• [The problem] Take all the material and copy it exactly.

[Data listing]
####################
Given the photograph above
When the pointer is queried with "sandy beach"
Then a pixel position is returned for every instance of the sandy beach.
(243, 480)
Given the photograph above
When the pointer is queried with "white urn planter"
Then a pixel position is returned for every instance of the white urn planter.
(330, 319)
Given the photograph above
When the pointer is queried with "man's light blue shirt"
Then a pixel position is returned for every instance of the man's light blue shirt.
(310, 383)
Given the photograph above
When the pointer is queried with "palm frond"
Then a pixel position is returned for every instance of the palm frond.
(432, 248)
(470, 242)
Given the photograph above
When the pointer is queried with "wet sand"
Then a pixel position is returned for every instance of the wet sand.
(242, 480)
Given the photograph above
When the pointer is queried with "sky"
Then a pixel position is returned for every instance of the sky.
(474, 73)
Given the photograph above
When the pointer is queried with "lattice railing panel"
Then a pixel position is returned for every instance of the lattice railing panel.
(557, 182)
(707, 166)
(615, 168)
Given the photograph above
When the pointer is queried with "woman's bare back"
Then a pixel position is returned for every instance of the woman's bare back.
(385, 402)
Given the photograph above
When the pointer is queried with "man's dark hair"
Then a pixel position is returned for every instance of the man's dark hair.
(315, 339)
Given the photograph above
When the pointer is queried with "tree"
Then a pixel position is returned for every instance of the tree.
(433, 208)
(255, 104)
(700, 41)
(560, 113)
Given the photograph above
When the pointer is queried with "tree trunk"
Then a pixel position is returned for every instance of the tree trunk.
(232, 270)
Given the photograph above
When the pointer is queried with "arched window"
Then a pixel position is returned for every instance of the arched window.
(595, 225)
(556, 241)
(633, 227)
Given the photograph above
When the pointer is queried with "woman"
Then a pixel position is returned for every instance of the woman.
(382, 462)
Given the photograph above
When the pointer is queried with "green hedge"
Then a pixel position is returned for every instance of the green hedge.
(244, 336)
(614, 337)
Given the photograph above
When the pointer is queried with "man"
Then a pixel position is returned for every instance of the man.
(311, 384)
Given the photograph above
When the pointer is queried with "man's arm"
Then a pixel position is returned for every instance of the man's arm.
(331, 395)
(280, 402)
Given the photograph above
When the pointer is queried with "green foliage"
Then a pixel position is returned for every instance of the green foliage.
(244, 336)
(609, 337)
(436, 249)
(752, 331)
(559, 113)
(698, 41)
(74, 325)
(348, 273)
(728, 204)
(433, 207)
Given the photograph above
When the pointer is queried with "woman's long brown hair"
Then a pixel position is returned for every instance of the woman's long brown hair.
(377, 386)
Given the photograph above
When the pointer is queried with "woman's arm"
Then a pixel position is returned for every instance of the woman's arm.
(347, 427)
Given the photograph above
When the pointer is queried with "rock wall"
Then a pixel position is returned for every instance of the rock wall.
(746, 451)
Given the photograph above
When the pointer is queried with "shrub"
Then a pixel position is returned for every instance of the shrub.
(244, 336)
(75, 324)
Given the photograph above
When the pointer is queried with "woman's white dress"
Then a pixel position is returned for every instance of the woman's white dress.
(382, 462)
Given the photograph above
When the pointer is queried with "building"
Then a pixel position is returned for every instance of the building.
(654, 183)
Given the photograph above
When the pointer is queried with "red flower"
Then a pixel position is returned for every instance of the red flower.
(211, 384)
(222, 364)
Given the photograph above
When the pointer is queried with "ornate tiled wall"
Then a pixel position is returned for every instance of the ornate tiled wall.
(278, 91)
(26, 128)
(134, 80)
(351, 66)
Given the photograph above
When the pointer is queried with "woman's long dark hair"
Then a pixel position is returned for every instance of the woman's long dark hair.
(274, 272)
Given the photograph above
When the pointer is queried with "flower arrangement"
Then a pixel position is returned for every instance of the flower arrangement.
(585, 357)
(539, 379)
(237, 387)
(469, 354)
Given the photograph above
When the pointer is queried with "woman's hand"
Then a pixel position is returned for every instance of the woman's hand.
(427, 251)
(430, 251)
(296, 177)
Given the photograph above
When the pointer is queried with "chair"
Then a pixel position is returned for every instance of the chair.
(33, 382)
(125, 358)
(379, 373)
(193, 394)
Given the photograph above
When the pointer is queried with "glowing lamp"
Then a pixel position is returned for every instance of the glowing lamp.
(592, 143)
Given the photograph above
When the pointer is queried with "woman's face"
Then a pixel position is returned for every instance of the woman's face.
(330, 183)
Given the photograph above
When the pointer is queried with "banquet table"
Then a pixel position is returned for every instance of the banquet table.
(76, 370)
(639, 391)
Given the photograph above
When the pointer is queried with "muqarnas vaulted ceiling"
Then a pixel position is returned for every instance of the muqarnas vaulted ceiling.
####################
• [Solution to this problem]
Given the photograph above
When the pointer is queried with "sandy beach"
Then a pixel position is returned for every instance of the sandy beach.
(243, 480)
Given the photograph above
When the pointer is queried with "white urn planter"
Then a pixel position is returned for every instance of the white urn planter.
(330, 319)
Given the photograph above
When the pointer is queried with "man's light blue shirt"
Then a pixel position is returned for every instance of the man's light blue shirt.
(310, 383)
Given the photograph above
When the pointer is queried with "palm frond"
Then a pixel position is returned for every instance of the palm frond.
(432, 248)
(470, 242)
Given the photograph above
When the pointer is queried with "wet sand"
Then a pixel position is returned for every instance of the wet sand.
(242, 480)
Given the photograph above
When the pointer is queried with "sky"
Then a pixel position is returned for every instance of the sky.
(474, 73)
Given the photograph above
When the pointer is queried with "lattice railing panel"
Then a pixel position is returned for every instance of the lattice railing panel.
(557, 182)
(707, 166)
(615, 168)
Given the photograph above
When the pointer is queried with "woman's bare back"
Then a pixel position is returned for every instance of the woman's bare back.
(385, 402)
Given the photograph above
When the pointer is queried with "man's dark hair"
Then a pixel position is returned for every instance of the man's dark hair.
(315, 339)
Given the photograph above
When the pointer is queried with "tree"
Then a pixel position is returned for every instance of the tree.
(433, 208)
(255, 104)
(700, 41)
(560, 113)
Given the photograph above
When the pointer is queried with "tree trunk"
Then a pixel position is returned for every instance of the tree trunk.
(232, 270)
Given the photograph above
When the pointer is queried with "arched window"
Then a pixel position is returned for every instance of the arched window.
(595, 225)
(556, 241)
(633, 227)
Given the photograph above
When the pointer is queried with "woman"
Then a pixel position is returned for every instance of the woman.
(382, 462)
Given the photograph above
When the pointer is queried with "green hedge"
Then a pixel position is returned for every instance of the green hedge.
(244, 336)
(614, 337)
Given the photograph above
When the pointer is queried with "man"
Then a pixel position is returned for every instance of the man.
(311, 384)
Given the photograph above
When the pointer is queried with "man's arm"
Then a pixel position is returned for every instance of the man's arm.
(331, 395)
(280, 402)
Given the photograph above
When the pointer is queried with "green foliage"
Then a pixel position is returned for every instance of the green foliage.
(244, 336)
(609, 337)
(436, 249)
(752, 331)
(559, 113)
(698, 41)
(74, 325)
(348, 273)
(728, 204)
(433, 207)
Given the photograph above
When the pointer is queried with "woman's long brown hair"
Then a pixel position is returned for every instance of the woman's long brown hair.
(377, 386)
Given the photograph above
When the pointer is queried with "woman's arm"
Then a pixel position is returned for every instance of the woman's arm.
(347, 427)
Given the photograph above
When the pointer is queried with "rock wall"
Then a pixel position is returned for every instance of the rock wall.
(746, 451)
Given the photograph above
When the pointer is queried with "shrub"
Then a pixel position is returned for every instance of the shrub.
(244, 336)
(75, 324)
Given the photograph above
When the pointer is queried with "woman's white dress"
Then a pixel position is returned for every instance of the woman's white dress.
(382, 462)
Given the photograph above
When the pointer is queried with "building"
Then a pixel position is returned for every instance of the building.
(654, 183)
Given the photograph above
When the pointer is queried with "red flower"
Then a pixel position is returned for every instance of the red flower.
(211, 384)
(222, 364)
Given the photograph above
When the pointer is queried with "ornate tiled wall"
Then a pixel position is returned for every instance of the ornate tiled wall.
(278, 91)
(26, 128)
(134, 80)
(351, 66)
Given the photograph above
When the pointer is queried with "woman's long dark hair"
Then a pixel position is returned for every instance of the woman's long dark hair.
(274, 272)
Given the photograph above
When the pointer is queried with "flower arrangement"
Then a pixel position is returned for every instance of the flower arrangement.
(585, 357)
(539, 379)
(237, 387)
(469, 354)
Given the photograph above
When the pointer is queried with "woman's hand"
Then a pixel position is returned for every instance of the woman's hand.
(427, 251)
(430, 251)
(296, 177)
Given the photograph above
When the pointer is queried with "chair"
Then a pixel position is returned for every instance of the chair.
(33, 382)
(125, 358)
(379, 373)
(193, 394)
Given the photograph above
When the pointer is queried with "glowing lamp"
Then a pixel position is returned for every instance of the glowing lamp.
(592, 143)
Given the photograph above
When the pointer is queried with "woman's face"
Then a pixel position is returned for every instance of the woman's face.
(330, 183)
Given the photograph above
When the pointer is queried with "banquet table"
Then a pixel position is returned for every instance of the banquet table.
(76, 370)
(639, 391)
Given the photograph above
When the pointer is queried with "muqarnas vaulted ceiling"
Then a pixel position is returned for every instance of the muqarnas vaulted ceiling.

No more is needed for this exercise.